▸ **EXERCISE AIM**
Recast the items below as a two-column CSV with the columns "prompt" and "response" and one row per item. Put each item's text in one quoted field and its answer in the other, replace line breaks with spaces, and omit the pictures.

▸ **DATA FOR THIS EXERCISE**
------------------------------------

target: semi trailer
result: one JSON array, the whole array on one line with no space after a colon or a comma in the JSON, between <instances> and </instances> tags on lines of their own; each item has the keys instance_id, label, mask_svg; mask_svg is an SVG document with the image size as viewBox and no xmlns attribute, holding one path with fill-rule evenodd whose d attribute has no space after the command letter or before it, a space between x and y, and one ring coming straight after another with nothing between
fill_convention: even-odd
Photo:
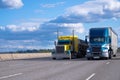
<instances>
[{"instance_id":1,"label":"semi trailer","mask_svg":"<svg viewBox=\"0 0 120 80\"><path fill-rule=\"evenodd\" d=\"M77 58L86 55L87 43L78 39L78 36L59 36L55 42L55 51L52 53L53 59Z\"/></svg>"},{"instance_id":2,"label":"semi trailer","mask_svg":"<svg viewBox=\"0 0 120 80\"><path fill-rule=\"evenodd\" d=\"M87 59L115 57L118 48L117 37L111 27L91 28L89 30L89 47L86 53Z\"/></svg>"}]
</instances>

------------------------------------

▸ **SOLUTION TO THIS PROBLEM**
prompt,response
"target: semi trailer result: one JSON array, the whole array on one line with no space after a colon or a comma in the JSON, between <instances> and </instances> tags on lines of their own; each item has the keys instance_id, label, mask_svg; mask_svg is an SVG document with the image size as viewBox and no xmlns attribute, holding one path with fill-rule evenodd whose d attribute has no space after the command letter or before it, a space between x and y, and one ring coming straight after another with nothing between fill_convention: even-odd Photo:","<instances> [{""instance_id"":1,""label"":""semi trailer"",""mask_svg"":""<svg viewBox=\""0 0 120 80\""><path fill-rule=\""evenodd\"" d=\""M77 58L86 55L87 43L78 39L78 36L59 36L55 42L55 51L52 53L53 59Z\""/></svg>""},{""instance_id"":2,""label"":""semi trailer"",""mask_svg"":""<svg viewBox=\""0 0 120 80\""><path fill-rule=\""evenodd\"" d=\""M87 59L115 57L118 48L117 37L111 27L91 28L89 30L89 47L86 53Z\""/></svg>""}] </instances>"